**Location labeling entries**
---------------

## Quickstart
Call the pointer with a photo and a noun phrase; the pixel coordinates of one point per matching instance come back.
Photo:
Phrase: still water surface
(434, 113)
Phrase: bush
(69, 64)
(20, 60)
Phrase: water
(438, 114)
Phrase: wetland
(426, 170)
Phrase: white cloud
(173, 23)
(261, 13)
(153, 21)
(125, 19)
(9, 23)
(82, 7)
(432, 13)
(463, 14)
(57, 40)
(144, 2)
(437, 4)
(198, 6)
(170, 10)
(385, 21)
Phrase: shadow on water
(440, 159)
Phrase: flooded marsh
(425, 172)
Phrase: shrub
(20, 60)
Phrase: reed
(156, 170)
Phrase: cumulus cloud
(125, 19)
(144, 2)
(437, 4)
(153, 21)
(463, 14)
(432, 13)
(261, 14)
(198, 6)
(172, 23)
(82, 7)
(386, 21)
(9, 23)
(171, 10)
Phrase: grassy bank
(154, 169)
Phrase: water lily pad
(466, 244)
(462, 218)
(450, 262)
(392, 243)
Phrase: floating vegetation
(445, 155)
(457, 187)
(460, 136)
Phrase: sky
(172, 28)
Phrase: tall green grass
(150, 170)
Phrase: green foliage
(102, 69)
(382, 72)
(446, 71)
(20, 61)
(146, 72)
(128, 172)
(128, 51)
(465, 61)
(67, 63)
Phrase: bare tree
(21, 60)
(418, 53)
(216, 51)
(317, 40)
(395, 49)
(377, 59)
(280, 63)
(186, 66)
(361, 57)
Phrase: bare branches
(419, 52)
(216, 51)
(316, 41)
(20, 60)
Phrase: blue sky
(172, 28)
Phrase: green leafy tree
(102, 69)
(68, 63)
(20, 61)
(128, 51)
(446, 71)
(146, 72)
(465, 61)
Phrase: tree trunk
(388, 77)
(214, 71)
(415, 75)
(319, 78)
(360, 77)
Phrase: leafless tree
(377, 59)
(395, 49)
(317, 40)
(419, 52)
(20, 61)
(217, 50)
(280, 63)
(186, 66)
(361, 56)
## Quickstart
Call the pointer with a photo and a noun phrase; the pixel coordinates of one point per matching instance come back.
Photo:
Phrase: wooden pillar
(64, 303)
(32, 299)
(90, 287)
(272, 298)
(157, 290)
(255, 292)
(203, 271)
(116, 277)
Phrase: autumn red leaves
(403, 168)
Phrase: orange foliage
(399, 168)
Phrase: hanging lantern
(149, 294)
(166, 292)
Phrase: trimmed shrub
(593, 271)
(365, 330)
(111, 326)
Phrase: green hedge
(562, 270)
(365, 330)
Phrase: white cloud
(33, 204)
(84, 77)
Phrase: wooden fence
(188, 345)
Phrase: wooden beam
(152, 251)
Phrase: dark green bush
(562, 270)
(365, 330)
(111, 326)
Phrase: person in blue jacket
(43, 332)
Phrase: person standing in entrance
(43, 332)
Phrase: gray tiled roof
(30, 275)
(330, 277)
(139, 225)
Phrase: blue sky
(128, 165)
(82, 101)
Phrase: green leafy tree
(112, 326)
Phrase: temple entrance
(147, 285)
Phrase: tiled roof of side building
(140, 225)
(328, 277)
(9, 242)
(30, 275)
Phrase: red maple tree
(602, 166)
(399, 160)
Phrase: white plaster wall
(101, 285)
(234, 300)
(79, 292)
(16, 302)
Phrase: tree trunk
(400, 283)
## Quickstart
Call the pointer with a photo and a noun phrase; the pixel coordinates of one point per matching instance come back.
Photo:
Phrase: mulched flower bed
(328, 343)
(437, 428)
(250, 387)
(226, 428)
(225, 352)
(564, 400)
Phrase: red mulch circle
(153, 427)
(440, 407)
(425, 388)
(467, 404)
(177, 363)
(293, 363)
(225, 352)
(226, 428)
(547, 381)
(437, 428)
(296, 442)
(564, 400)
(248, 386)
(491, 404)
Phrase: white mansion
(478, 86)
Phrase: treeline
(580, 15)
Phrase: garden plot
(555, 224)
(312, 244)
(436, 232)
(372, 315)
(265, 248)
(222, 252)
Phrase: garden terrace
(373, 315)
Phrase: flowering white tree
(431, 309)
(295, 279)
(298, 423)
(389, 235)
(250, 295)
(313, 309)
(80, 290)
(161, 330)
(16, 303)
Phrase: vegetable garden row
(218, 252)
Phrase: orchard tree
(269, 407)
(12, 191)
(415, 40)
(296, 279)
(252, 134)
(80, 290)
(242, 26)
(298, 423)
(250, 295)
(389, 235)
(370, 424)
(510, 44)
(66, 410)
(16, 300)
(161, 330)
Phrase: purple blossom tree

---------------

Reproduce all of the entries above word for word, line by line.

**TASK RESULT**
## Quickstart
Call the pointer with a photo and a noun phrase; the pixel coordinates of one point per matching instance come back.
Photo:
Phrase: still water surface
(434, 113)
Phrase: bush
(69, 64)
(20, 60)
Phrase: water
(438, 114)
Phrase: wetland
(426, 170)
Phrase: white cloud
(173, 23)
(261, 13)
(153, 21)
(125, 19)
(9, 23)
(82, 7)
(432, 13)
(463, 14)
(57, 40)
(144, 2)
(437, 4)
(198, 6)
(170, 10)
(385, 21)
Phrase: shadow on water
(440, 159)
Phrase: flooded marsh
(425, 172)
Phrase: shrub
(20, 60)
Phrase: reed
(156, 170)
Phrase: cumulus cloud
(125, 19)
(144, 2)
(437, 4)
(153, 21)
(463, 14)
(432, 13)
(261, 14)
(198, 6)
(172, 23)
(82, 7)
(386, 21)
(9, 23)
(171, 10)
Phrase: grassy bank
(154, 169)
Phrase: water lily pad
(466, 244)
(462, 218)
(450, 262)
(392, 243)
Phrase: floating vegetation
(445, 155)
(457, 187)
(460, 136)
Phrase: sky
(172, 28)
Phrase: tall green grass
(150, 170)
Phrase: green foliage
(102, 69)
(382, 72)
(446, 71)
(20, 61)
(146, 72)
(128, 172)
(128, 51)
(465, 61)
(67, 63)
Phrase: bare tree
(21, 60)
(418, 53)
(216, 51)
(317, 40)
(395, 49)
(377, 59)
(280, 63)
(186, 66)
(361, 57)
Phrase: bare branches
(419, 52)
(216, 51)
(316, 41)
(20, 60)
Phrase: blue sky
(172, 28)
Phrase: green leafy tree
(102, 69)
(68, 63)
(20, 61)
(128, 51)
(446, 71)
(146, 72)
(465, 61)
Phrase: tree trunk
(388, 77)
(214, 71)
(415, 75)
(319, 78)
(360, 77)
Phrase: leafless tree
(377, 59)
(395, 49)
(317, 40)
(419, 52)
(20, 61)
(217, 50)
(280, 63)
(186, 66)
(361, 56)
## Quickstart
Call the pointer with a photo and a noun phrase; the pixel coordinates of one point per matching instance come back.
Photo:
Phrase: wooden pillar
(64, 303)
(32, 299)
(90, 287)
(272, 298)
(157, 290)
(255, 292)
(203, 271)
(116, 277)
Phrase: autumn red leaves
(403, 168)
Phrase: orange foliage
(399, 168)
Phrase: hanging lantern
(149, 294)
(166, 292)
Phrase: trimmed shrub
(593, 271)
(365, 330)
(111, 326)
Phrase: green hedge
(562, 270)
(365, 330)
Phrase: white cloud
(33, 204)
(84, 77)
Phrase: wooden fence
(188, 345)
Phrase: wooden beam
(152, 251)
Phrase: dark green bush
(562, 270)
(365, 330)
(111, 326)
Phrase: person in blue jacket
(43, 332)
Phrase: person standing in entrance
(43, 332)
Phrase: gray tiled roof
(30, 275)
(330, 277)
(139, 225)
Phrase: blue sky
(128, 165)
(82, 101)
Phrase: green leafy tree
(112, 326)
Phrase: temple entrance
(147, 285)
Phrase: tiled roof of side building
(140, 225)
(328, 277)
(9, 242)
(30, 275)
Phrase: red maple tree
(602, 166)
(399, 160)
Phrase: white plaster wall
(101, 285)
(234, 300)
(79, 292)
(16, 302)
Phrase: tree trunk
(400, 283)
## Quickstart
Call the pointer with a photo and a noun phrase; the pixel coordinates of one point per matching instance come back.
Photo:
Phrase: mulched flower bed
(328, 343)
(437, 428)
(250, 387)
(226, 428)
(225, 352)
(564, 400)
Phrase: red mulch circle
(153, 427)
(440, 407)
(425, 388)
(467, 404)
(177, 363)
(293, 363)
(225, 352)
(226, 428)
(547, 381)
(437, 428)
(296, 442)
(564, 400)
(248, 386)
(491, 404)
Phrase: white mansion
(478, 86)
Phrase: treeline
(580, 15)
Phrase: garden plot
(555, 224)
(312, 244)
(436, 232)
(372, 315)
(265, 248)
(222, 252)
Phrase: garden terrace
(373, 315)
Phrase: flowering white tree
(431, 309)
(295, 279)
(298, 423)
(389, 235)
(250, 295)
(313, 309)
(80, 290)
(161, 330)
(16, 303)
Phrase: vegetable garden row
(218, 252)
Phrase: orchard tree
(269, 407)
(12, 191)
(415, 40)
(296, 279)
(252, 134)
(80, 290)
(242, 26)
(298, 423)
(250, 295)
(389, 235)
(370, 424)
(510, 44)
(66, 410)
(16, 300)
(161, 330)
Phrase: purple blossom tree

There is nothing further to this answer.